* _EXERCISE INPUT_
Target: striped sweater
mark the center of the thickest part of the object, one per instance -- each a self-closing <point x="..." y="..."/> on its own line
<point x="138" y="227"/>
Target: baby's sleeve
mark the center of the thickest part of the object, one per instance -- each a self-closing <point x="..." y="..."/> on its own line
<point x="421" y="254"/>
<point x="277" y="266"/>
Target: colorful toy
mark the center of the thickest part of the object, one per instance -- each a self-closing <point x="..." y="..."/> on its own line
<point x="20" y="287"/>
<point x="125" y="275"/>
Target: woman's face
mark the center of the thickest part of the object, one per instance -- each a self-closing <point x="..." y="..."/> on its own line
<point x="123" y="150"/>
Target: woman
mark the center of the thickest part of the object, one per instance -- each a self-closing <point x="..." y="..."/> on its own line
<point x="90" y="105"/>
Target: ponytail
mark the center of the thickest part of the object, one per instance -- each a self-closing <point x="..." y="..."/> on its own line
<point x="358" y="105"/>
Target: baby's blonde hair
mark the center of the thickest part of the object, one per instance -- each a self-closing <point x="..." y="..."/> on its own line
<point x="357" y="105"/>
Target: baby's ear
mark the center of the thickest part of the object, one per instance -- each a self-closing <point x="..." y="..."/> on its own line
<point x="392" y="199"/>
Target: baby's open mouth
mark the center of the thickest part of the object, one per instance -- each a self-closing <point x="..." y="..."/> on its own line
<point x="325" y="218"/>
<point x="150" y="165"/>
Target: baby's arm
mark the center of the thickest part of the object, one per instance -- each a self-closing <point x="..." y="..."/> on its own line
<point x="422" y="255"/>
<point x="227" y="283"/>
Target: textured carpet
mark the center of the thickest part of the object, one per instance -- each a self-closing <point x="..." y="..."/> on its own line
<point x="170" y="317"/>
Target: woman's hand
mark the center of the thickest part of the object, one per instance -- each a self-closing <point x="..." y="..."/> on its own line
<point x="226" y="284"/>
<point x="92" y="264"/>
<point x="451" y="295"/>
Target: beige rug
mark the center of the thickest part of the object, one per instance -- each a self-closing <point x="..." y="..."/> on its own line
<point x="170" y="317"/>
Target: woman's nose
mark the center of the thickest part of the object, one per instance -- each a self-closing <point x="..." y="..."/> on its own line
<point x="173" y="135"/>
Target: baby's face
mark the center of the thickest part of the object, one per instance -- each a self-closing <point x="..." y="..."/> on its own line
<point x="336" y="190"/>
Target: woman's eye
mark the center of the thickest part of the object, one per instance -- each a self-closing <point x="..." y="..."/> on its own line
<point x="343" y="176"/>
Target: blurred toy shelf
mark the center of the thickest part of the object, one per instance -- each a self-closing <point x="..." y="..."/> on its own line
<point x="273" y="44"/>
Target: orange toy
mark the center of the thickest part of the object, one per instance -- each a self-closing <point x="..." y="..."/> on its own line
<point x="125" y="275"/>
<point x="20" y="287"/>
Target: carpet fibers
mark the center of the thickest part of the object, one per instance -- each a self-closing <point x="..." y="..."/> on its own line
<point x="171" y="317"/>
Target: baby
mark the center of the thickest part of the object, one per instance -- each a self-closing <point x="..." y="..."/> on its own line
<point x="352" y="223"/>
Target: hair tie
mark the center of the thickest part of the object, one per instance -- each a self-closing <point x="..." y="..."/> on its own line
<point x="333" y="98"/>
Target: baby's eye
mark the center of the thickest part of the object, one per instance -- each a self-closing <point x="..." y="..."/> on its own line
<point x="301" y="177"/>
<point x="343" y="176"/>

* _WHAT TO PRODUCE_
Exactly as written, restate every line of the listing above.

* _WRITTEN RESPONSE_
Target: striped sweater
mark the center of the thickest part of the object, one per instance -- each a self-closing <point x="..." y="..."/> on its own line
<point x="138" y="227"/>
Target: baby's sleeve
mark the center of the thickest part of the object, one per instance -- each a self-closing <point x="..." y="..."/> on its own line
<point x="421" y="254"/>
<point x="277" y="266"/>
Target: colorful toy
mark the center of the thickest part of the object, one per instance -- each a self-closing <point x="..." y="..."/> on its own line
<point x="20" y="287"/>
<point x="125" y="275"/>
Target: woman's face
mark the center of the thickest part of the object, one per instance -- each a self-closing <point x="..." y="..."/> on its own line
<point x="123" y="150"/>
Target: woman
mark the center of the thickest part of the object, one per instance -- each a self-closing <point x="..." y="..."/> on its own line
<point x="90" y="105"/>
Target: ponytail
mark the center of the thickest part of the object, one per instance -- each a self-closing <point x="..." y="..."/> on its own line
<point x="358" y="105"/>
Target: baby's blonde hair
mark the center of the thickest part of the object, one per instance -- each a self-closing <point x="..." y="..."/> on its own line
<point x="357" y="105"/>
Target: baby's ear
mark the center of the thickest part of the object, one per instance -- each a self-closing <point x="..." y="..."/> on its own line
<point x="392" y="199"/>
Target: baby's open mouth
mark the center of the thickest part of the object, one per instance -- each a self-closing <point x="..." y="..."/> on its own line
<point x="325" y="218"/>
<point x="150" y="165"/>
Target: baby's arm
mark the center of the thickest part of the object, one per instance -- each a self-closing <point x="..." y="..."/> on its own line
<point x="422" y="255"/>
<point x="227" y="283"/>
Target: textured carpet
mark the center of the thickest part of the object, one per instance -- each a self-closing <point x="..." y="..."/> on its own line
<point x="170" y="317"/>
Target: woman's hand
mark the center of the thickest part of the object, one per instance -- each a self-closing <point x="..." y="..."/> on its own line
<point x="226" y="284"/>
<point x="92" y="264"/>
<point x="451" y="295"/>
Target: beige rug
mark the center of the thickest part of the object, one per instance -- each a self-closing <point x="..." y="..."/> on its own line
<point x="170" y="317"/>
Target: woman's nose
mark the center of the thickest part of the object, one per instance -- each a self-closing <point x="..." y="..."/> on its own line
<point x="173" y="135"/>
Target: baby's face
mark the center of the thickest part of the object, one per instance -- each a self-closing <point x="..." y="..."/> on its own line
<point x="336" y="190"/>
Target: woman's eye
mark the center of the thickest part of the object, one per instance -- each a self-closing <point x="..." y="..."/> on its own line
<point x="343" y="176"/>
Target: blurred toy shelf
mark the center of the thickest part of the object, one per instance -- each a self-closing <point x="..." y="..."/> on its own line
<point x="273" y="44"/>
Target: orange toy
mark the center of the thickest part of the object, one per instance -- each a self-closing <point x="..." y="..."/> on its own line
<point x="125" y="275"/>
<point x="20" y="287"/>
Target: carpet fibers
mark the center of the thickest part of the object, one per instance -- each a self-closing <point x="..." y="..."/> on its own line
<point x="171" y="317"/>
Target: baby
mark the center of the thickest part of the object, one per instance -- each a self-closing <point x="..." y="..."/> on its own line
<point x="352" y="223"/>
Target: hair tie
mark the center of the thickest part of the object, one per instance -- each a self-closing <point x="..." y="..."/> on its own line
<point x="333" y="98"/>
Target: baby's eye
mark the center of the thickest part of the object, one per instance -- each a self-closing <point x="..." y="..."/> on its own line
<point x="301" y="177"/>
<point x="343" y="176"/>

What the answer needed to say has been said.